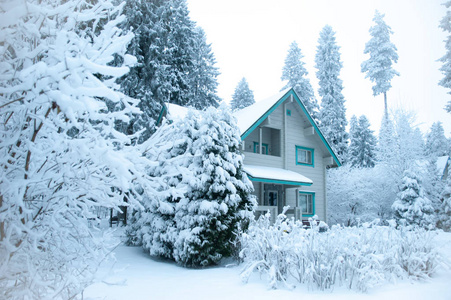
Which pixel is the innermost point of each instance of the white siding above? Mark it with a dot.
(294, 136)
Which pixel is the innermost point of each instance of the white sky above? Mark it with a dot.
(250, 38)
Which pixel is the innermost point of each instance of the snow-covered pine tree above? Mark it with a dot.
(411, 207)
(142, 18)
(436, 142)
(332, 114)
(445, 25)
(363, 143)
(203, 77)
(445, 212)
(295, 73)
(243, 96)
(60, 156)
(386, 142)
(170, 147)
(203, 197)
(218, 200)
(378, 67)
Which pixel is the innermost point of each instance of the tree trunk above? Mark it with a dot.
(385, 103)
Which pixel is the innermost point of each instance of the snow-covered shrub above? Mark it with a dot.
(356, 257)
(411, 207)
(204, 196)
(60, 156)
(359, 195)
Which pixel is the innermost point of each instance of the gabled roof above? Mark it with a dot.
(442, 163)
(251, 117)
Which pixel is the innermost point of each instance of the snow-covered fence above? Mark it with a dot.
(356, 257)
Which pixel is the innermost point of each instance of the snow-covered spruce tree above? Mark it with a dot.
(203, 77)
(445, 211)
(243, 96)
(386, 141)
(142, 19)
(436, 142)
(218, 199)
(445, 25)
(60, 156)
(204, 195)
(411, 207)
(378, 67)
(332, 114)
(295, 73)
(363, 143)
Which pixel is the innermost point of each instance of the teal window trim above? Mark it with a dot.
(275, 181)
(313, 203)
(306, 149)
(256, 144)
(289, 93)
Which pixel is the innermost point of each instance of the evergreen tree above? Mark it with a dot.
(378, 67)
(436, 142)
(60, 156)
(203, 196)
(333, 112)
(386, 142)
(363, 143)
(295, 73)
(203, 78)
(411, 207)
(243, 96)
(445, 212)
(164, 43)
(445, 25)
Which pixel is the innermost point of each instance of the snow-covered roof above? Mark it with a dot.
(442, 162)
(247, 116)
(275, 175)
(176, 112)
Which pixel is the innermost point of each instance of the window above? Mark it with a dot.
(306, 201)
(304, 156)
(272, 198)
(257, 148)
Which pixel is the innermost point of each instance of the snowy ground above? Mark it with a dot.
(135, 275)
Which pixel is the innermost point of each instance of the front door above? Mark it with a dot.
(273, 196)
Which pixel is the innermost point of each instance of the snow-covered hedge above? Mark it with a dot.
(356, 257)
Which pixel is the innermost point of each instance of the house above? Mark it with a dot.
(285, 155)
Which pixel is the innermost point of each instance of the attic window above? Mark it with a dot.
(304, 156)
(306, 201)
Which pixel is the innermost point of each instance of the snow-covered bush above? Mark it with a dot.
(411, 207)
(359, 195)
(60, 157)
(204, 197)
(356, 257)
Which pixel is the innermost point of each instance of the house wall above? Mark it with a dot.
(292, 135)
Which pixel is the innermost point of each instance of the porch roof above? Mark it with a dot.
(275, 175)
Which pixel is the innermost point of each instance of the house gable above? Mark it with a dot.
(249, 120)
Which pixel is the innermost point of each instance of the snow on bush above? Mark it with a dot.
(411, 207)
(205, 195)
(358, 258)
(60, 157)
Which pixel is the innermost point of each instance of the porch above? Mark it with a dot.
(276, 188)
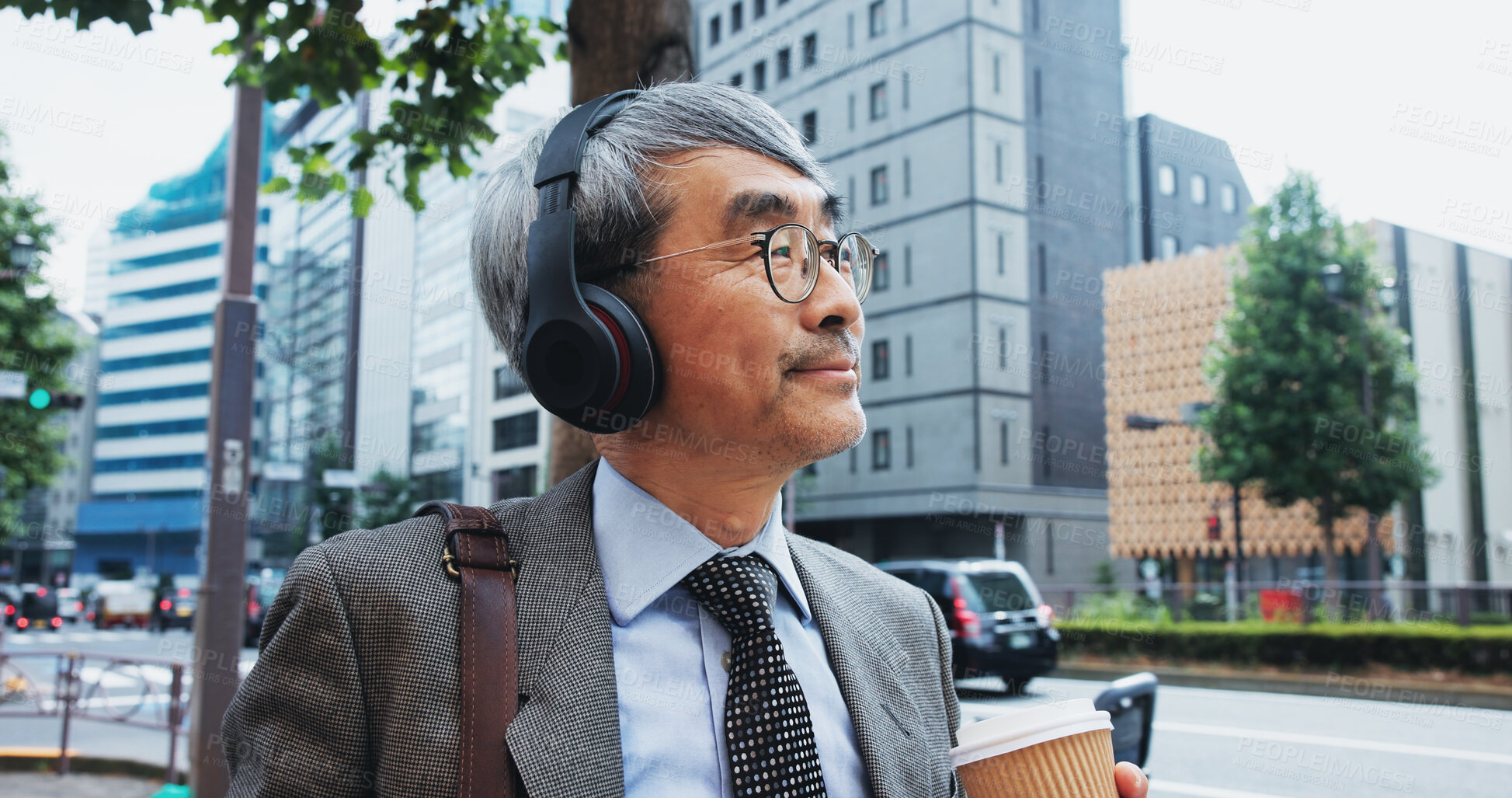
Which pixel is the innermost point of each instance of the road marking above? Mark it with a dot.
(1337, 742)
(1159, 786)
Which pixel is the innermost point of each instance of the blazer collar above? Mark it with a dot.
(566, 737)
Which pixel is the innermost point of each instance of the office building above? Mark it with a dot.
(158, 281)
(964, 137)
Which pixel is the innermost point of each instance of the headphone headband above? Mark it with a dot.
(587, 356)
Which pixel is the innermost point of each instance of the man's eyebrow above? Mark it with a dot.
(755, 205)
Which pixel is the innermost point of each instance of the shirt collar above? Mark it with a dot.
(645, 549)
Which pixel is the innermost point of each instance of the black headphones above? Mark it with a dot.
(589, 357)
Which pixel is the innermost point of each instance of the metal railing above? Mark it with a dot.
(144, 692)
(1288, 600)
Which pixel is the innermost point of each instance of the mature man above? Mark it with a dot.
(659, 597)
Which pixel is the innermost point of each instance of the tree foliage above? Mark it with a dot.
(448, 64)
(1288, 371)
(32, 341)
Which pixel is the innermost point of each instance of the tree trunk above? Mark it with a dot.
(617, 44)
(1331, 594)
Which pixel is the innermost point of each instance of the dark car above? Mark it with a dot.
(174, 609)
(38, 609)
(260, 591)
(998, 622)
(9, 603)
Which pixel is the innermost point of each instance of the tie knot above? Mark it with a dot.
(739, 591)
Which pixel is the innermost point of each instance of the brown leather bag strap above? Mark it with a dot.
(477, 556)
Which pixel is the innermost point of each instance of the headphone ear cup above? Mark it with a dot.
(638, 381)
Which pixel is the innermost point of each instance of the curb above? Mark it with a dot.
(47, 762)
(1406, 691)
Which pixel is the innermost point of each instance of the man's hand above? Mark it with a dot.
(1131, 780)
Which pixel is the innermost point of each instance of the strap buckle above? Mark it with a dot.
(450, 563)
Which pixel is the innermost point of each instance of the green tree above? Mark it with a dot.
(386, 500)
(450, 62)
(35, 343)
(1288, 373)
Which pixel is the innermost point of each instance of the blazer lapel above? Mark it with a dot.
(868, 665)
(566, 737)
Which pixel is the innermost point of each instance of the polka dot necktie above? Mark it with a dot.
(766, 718)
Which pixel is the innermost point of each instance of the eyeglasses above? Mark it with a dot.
(793, 255)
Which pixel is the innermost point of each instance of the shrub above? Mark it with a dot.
(1409, 647)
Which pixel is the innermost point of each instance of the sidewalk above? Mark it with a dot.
(1378, 686)
(14, 785)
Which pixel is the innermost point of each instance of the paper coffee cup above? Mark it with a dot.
(1062, 750)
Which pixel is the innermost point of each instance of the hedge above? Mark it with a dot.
(1408, 647)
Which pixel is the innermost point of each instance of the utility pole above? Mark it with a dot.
(223, 591)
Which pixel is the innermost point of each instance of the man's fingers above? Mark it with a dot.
(1130, 780)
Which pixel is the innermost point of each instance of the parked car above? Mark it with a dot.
(11, 603)
(36, 609)
(260, 591)
(70, 605)
(998, 622)
(174, 609)
(121, 603)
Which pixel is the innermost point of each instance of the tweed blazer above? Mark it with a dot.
(356, 689)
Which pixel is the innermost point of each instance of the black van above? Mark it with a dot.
(998, 622)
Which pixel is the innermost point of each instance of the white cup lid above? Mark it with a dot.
(1023, 729)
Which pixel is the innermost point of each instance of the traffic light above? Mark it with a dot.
(43, 399)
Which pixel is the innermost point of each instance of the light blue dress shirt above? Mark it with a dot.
(669, 650)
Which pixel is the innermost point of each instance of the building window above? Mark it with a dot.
(1197, 186)
(514, 432)
(514, 482)
(507, 384)
(1166, 180)
(1039, 255)
(1044, 359)
(1228, 199)
(1045, 450)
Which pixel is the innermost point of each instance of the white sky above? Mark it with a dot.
(1400, 108)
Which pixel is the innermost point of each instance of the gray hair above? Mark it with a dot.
(620, 211)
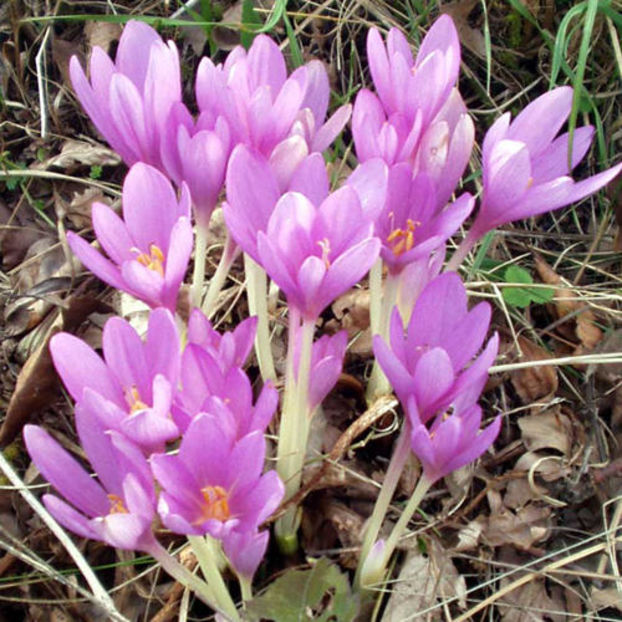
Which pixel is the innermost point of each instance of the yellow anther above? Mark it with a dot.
(116, 505)
(154, 260)
(216, 504)
(133, 399)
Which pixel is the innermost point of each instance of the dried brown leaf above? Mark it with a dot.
(548, 430)
(534, 383)
(583, 321)
(36, 383)
(423, 582)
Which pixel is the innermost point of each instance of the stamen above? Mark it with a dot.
(154, 260)
(116, 505)
(216, 504)
(404, 239)
(325, 246)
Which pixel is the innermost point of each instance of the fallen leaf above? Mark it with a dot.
(76, 153)
(423, 582)
(548, 430)
(521, 529)
(534, 383)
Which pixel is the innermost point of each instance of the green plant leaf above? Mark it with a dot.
(321, 593)
(522, 297)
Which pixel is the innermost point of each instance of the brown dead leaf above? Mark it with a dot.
(470, 37)
(352, 313)
(548, 430)
(521, 529)
(36, 383)
(76, 153)
(534, 383)
(581, 324)
(102, 34)
(424, 580)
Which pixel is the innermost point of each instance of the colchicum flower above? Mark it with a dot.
(214, 484)
(120, 508)
(441, 340)
(452, 441)
(129, 100)
(133, 389)
(525, 167)
(150, 248)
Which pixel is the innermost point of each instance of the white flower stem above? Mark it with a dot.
(181, 574)
(100, 595)
(198, 273)
(401, 452)
(462, 251)
(229, 253)
(257, 291)
(294, 430)
(378, 384)
(423, 485)
(205, 550)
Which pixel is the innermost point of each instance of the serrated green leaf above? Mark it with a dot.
(297, 594)
(522, 297)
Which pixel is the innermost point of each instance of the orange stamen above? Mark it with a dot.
(154, 260)
(134, 401)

— OBJETIVO DECLARADO —
Devolva sem nenhuma alteração as linhas dos dados, da linha que contém "wall above? Mark it with a dot." até a linha que contém "(1159, 786)", incluindo as duas. Deixe as imagens fora da resposta.

— RESPOSTA —
Which pixel is the innermost point of each instance of the house wall above? Mark it with a dot.
(292, 135)
Which pixel is the innermost point of each instance of the porch roof above? Mark it with a dot.
(275, 175)
Which pixel is the innermost point of each instance of the house gable above? Mark it with a dot.
(249, 120)
Which pixel is the innermost point of each instance of the snow on bush above? Mark it with a dot.
(411, 207)
(205, 195)
(358, 258)
(60, 157)
Which pixel is the innermost point of each instance of the porch above? Mark it with a dot.
(276, 188)
Which pixel is the innermost point of each instance of the road marking above? Mark it with a dot.
(1337, 742)
(1159, 786)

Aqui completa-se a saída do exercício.